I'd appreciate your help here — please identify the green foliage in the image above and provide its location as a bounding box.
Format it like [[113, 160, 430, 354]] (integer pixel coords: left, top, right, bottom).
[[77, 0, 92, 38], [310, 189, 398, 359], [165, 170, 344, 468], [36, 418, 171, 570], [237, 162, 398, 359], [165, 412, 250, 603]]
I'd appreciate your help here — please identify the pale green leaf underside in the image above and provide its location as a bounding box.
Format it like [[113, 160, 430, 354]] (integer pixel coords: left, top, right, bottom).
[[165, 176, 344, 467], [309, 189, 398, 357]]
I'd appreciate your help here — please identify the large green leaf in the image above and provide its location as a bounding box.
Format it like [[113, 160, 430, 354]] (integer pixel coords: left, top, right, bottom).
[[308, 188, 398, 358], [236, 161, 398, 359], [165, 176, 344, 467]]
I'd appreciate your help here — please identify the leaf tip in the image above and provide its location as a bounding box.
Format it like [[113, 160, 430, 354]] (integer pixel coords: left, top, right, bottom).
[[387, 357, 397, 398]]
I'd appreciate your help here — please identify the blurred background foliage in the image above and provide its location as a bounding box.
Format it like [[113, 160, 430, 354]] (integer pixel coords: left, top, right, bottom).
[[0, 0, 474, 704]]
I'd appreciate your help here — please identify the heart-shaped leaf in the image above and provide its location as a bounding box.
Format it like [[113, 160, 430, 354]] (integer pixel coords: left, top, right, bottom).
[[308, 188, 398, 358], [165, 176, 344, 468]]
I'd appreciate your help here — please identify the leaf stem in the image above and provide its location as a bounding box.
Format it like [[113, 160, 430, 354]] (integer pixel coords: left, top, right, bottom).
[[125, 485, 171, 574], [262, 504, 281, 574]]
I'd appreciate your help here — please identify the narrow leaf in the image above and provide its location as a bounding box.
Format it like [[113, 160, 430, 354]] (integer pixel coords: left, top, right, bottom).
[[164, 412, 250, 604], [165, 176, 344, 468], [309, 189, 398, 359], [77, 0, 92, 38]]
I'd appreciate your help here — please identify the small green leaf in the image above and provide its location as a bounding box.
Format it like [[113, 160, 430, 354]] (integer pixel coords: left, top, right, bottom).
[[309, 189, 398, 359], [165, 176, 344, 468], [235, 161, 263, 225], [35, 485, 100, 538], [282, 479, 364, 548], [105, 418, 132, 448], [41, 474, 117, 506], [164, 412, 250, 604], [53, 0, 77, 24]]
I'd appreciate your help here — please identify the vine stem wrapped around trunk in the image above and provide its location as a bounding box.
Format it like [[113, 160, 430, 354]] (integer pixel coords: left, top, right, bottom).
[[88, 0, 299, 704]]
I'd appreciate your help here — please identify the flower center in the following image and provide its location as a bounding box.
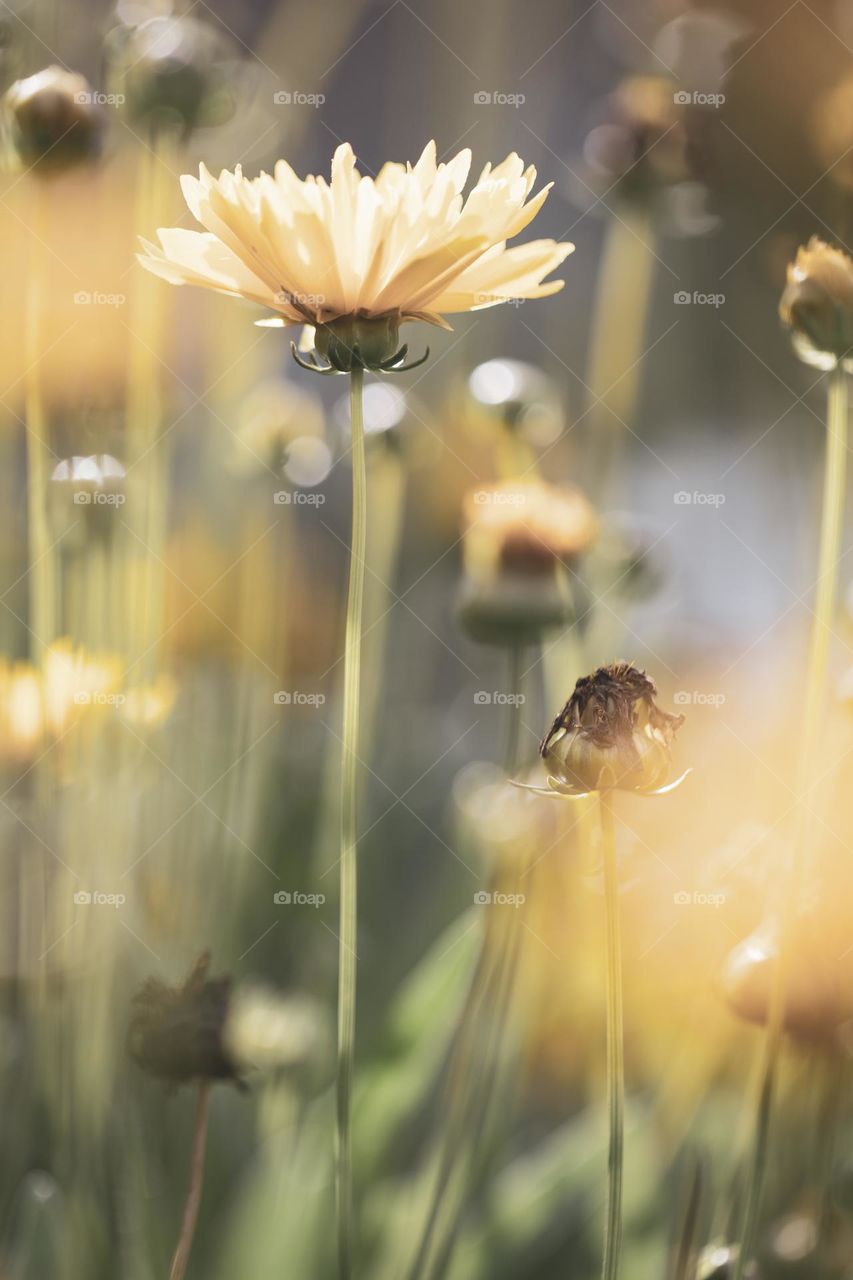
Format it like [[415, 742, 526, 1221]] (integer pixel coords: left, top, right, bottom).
[[315, 312, 400, 374]]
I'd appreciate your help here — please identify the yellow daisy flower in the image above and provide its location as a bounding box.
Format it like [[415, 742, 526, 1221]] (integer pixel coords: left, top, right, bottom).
[[140, 142, 574, 369]]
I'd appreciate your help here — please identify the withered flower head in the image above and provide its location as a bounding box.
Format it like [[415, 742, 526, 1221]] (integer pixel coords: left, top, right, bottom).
[[4, 67, 105, 177], [128, 951, 240, 1084], [779, 236, 853, 370], [459, 481, 598, 645], [539, 662, 684, 796]]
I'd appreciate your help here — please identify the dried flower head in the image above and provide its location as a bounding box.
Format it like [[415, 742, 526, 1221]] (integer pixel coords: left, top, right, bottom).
[[540, 662, 686, 796], [140, 142, 574, 372], [779, 236, 853, 370], [4, 67, 105, 177], [459, 481, 598, 645], [128, 951, 240, 1084]]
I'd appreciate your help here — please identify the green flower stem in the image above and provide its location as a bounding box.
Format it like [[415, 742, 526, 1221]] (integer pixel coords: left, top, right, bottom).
[[169, 1080, 210, 1280], [598, 790, 625, 1280], [336, 369, 368, 1280], [24, 182, 56, 666], [734, 366, 848, 1280], [506, 644, 524, 776]]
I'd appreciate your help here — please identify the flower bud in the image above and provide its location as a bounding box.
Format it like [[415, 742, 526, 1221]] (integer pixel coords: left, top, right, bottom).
[[113, 17, 234, 133], [459, 360, 565, 449], [224, 986, 330, 1079], [584, 76, 688, 201], [128, 952, 238, 1084], [49, 453, 126, 539], [4, 67, 105, 177], [779, 236, 853, 370], [457, 481, 598, 645], [540, 662, 684, 794], [695, 1244, 758, 1280]]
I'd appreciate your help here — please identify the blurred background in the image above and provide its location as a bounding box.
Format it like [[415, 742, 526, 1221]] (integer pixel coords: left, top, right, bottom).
[[0, 0, 853, 1280]]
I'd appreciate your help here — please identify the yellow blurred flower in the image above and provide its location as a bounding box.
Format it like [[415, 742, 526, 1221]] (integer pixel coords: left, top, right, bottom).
[[140, 142, 574, 349], [779, 236, 853, 369], [459, 481, 598, 645]]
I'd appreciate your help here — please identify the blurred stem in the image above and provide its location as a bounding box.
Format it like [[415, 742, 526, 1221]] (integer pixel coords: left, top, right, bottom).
[[506, 644, 524, 774], [361, 450, 406, 790], [169, 1080, 210, 1280], [24, 182, 55, 658], [598, 790, 625, 1280], [336, 369, 368, 1280], [587, 204, 654, 494], [734, 365, 848, 1280], [407, 868, 524, 1280]]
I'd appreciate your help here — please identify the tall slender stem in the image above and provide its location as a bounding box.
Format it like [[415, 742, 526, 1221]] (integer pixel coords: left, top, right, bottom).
[[336, 369, 368, 1280], [734, 366, 848, 1280], [24, 182, 56, 662], [506, 644, 524, 774], [169, 1080, 210, 1280], [598, 790, 625, 1280]]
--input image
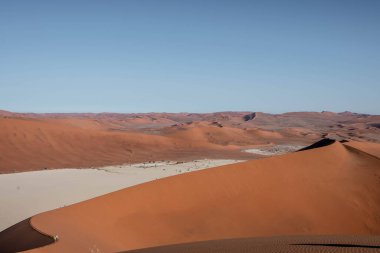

★ ★ ★ ★ ★

Goal ->
Edit all of the material above by replacing every "bounding box" with "rectangular region", leaving everything else unchanged. Leave the pictures out of your answer.

Response to the task ->
I'd appreciate your help here — please identify the green foliage in the image above and provide its location as a rectangular region.
Format it like [[113, 160, 430, 354]] (integer pixel coords: left, top, right, bottom).
[[77, 0, 92, 38], [310, 189, 398, 359], [165, 170, 344, 468], [36, 418, 171, 570], [237, 162, 398, 359], [165, 412, 250, 603]]
I'd appreciate your help here — please identify the pale green leaf underside in the image above and provide its location as a rectangular region.
Format it like [[113, 160, 430, 354]] (integer pixel coords: left, top, right, bottom).
[[165, 176, 344, 467], [309, 189, 398, 357]]
I'd appreciate your help here — please identify the large green leaf in the image above and provide its location as a rectangular region.
Format it like [[113, 160, 430, 354]] (integer pixel coords: left, top, right, bottom).
[[308, 188, 398, 358], [236, 161, 398, 359], [165, 176, 344, 467]]
I'd appreciate your help here — please identify the leaf tip in the image above and provide its location as a rectangular region.
Format it like [[113, 160, 430, 354]] (integer pixel coords: left, top, right, bottom).
[[387, 357, 397, 398]]
I'd appreciate your help here — please identify the blurred background foliage in the image above and provide its location as a rectangular region.
Format it like [[113, 160, 430, 354]] (integer pixel coords: left, top, right, bottom).
[[0, 0, 474, 704]]
I'd appreciate your help here — please identify the heart-shaped leaf in the image above and provide its location as a rectangular region.
Format it like [[113, 160, 430, 354]] (integer pixel coords: left, top, right, bottom).
[[308, 188, 398, 358], [165, 176, 344, 468]]
I'd appreciate your help here — please identify the leaf stem in the image above and provide its location as a rectangular region.
Format it like [[113, 160, 430, 354]] (integer pixel coords: left, top, right, bottom).
[[125, 485, 171, 574], [262, 504, 281, 574]]
I'd appreciate your help here — please identify the narrow leaf in the image above and provide its location as a rectangular region.
Format it like [[113, 160, 430, 354]] (integer pixel coords: left, top, right, bottom).
[[164, 412, 250, 604], [165, 176, 344, 468], [309, 189, 398, 359], [77, 0, 92, 38]]
I'd appreciate your help here — please identify the small green leaf in the image above and provide its location as a rectangular region.
Format it like [[113, 160, 430, 354]] (integer pixel coords: left, top, right, bottom).
[[309, 189, 398, 359], [165, 176, 344, 468], [235, 161, 263, 225], [35, 485, 100, 538], [282, 479, 364, 548], [105, 418, 132, 448], [41, 474, 117, 506], [164, 412, 250, 604], [53, 0, 77, 24]]
I'd appreciate your help here — please identify the vine stem wrapped around trunk in the image above and provide its location as a rectangular region.
Format it like [[113, 160, 430, 354]] (integer pixel coords: left, top, right, bottom).
[[88, 0, 299, 704]]
I'd appreciate your help here — please identify the flower center in the following image and provide its location as a rectangular region.
Format it like [[415, 742, 526, 1221]] (integer pixel coords: left, top, right, bottom).
[[315, 312, 400, 374]]
I'd appreciate your help here — please identify the yellow daisy flower in the image above and provide its location as a rectangular region.
Format it like [[415, 742, 526, 1221]] (integer pixel coords: left, top, right, bottom).
[[140, 142, 574, 369]]
I'd appreciate your help here — please identify the withered flower head in the image above and provide its location as a rectangular region.
Format it like [[415, 742, 526, 1221]] (integer pixel coords: left, top, right, bottom).
[[4, 67, 105, 177], [128, 951, 240, 1084], [779, 236, 853, 370], [459, 481, 598, 645], [539, 662, 684, 796]]
I'd appreciate your help here — please identify the dried flower head in the image above and provide its location as a rectangular region.
Format it like [[415, 742, 526, 1221]] (integer pixel coords: left, top, right, bottom).
[[540, 662, 686, 796], [140, 142, 574, 372], [779, 236, 853, 370], [4, 67, 105, 177], [459, 481, 598, 645], [128, 951, 240, 1084]]
I'd appreciate your help here — please identify the green flower stem in the image above and provide its location as a rectangular region.
Format it like [[415, 742, 526, 1221]] (integer pixel coords: left, top, right, bottom).
[[169, 1080, 210, 1280], [598, 790, 625, 1280], [336, 369, 368, 1280], [24, 182, 56, 666], [734, 366, 848, 1280], [506, 644, 524, 776]]
I'd appreciate your help here — please identify the flower bud in the image above and provide its location as a rectangular region.
Format it like [[415, 742, 526, 1221]] (integer pixel coords: left, top, right, bottom).
[[113, 17, 234, 133], [459, 360, 565, 449], [224, 986, 330, 1079], [584, 76, 688, 201], [128, 952, 238, 1084], [49, 453, 126, 539], [4, 67, 105, 177], [779, 236, 853, 370], [457, 481, 598, 645], [540, 662, 684, 794], [695, 1244, 758, 1280]]
I'd appreciate your help here — please identify the blurred background in the image above and provide its location as a rectangular region.
Format it like [[415, 742, 526, 1221]] (integer pixel coords: left, top, right, bottom).
[[0, 0, 853, 1280]]
I'd appreciate your help here — please identify the yellow blurred flower in the image above and provide its location as a rectangular region.
Format it like [[415, 742, 526, 1221]] (integer pixel coords: left, top, right, bottom).
[[140, 142, 574, 349], [779, 236, 853, 369], [459, 481, 598, 645]]
I'd appreciate your help here — please identify the blurred stem in the image above and provide its location as a rectangular region.
Format it like [[415, 742, 526, 1221]] (integer pixel coords: left, top, right, bottom).
[[506, 644, 524, 774], [361, 450, 406, 790], [169, 1080, 210, 1280], [24, 182, 55, 658], [598, 790, 625, 1280], [336, 369, 368, 1280], [587, 204, 654, 494], [734, 365, 848, 1280], [407, 868, 524, 1280]]
I'd appreciate your help here — please identify the tall slender stem in the image above and provide its location as a rectangular region.
Format it like [[415, 742, 526, 1221]] (integer pixel coords: left, top, right, bottom).
[[336, 369, 368, 1280], [734, 366, 848, 1280], [24, 182, 56, 662], [506, 644, 524, 774], [169, 1080, 210, 1280], [598, 790, 625, 1280]]
--input image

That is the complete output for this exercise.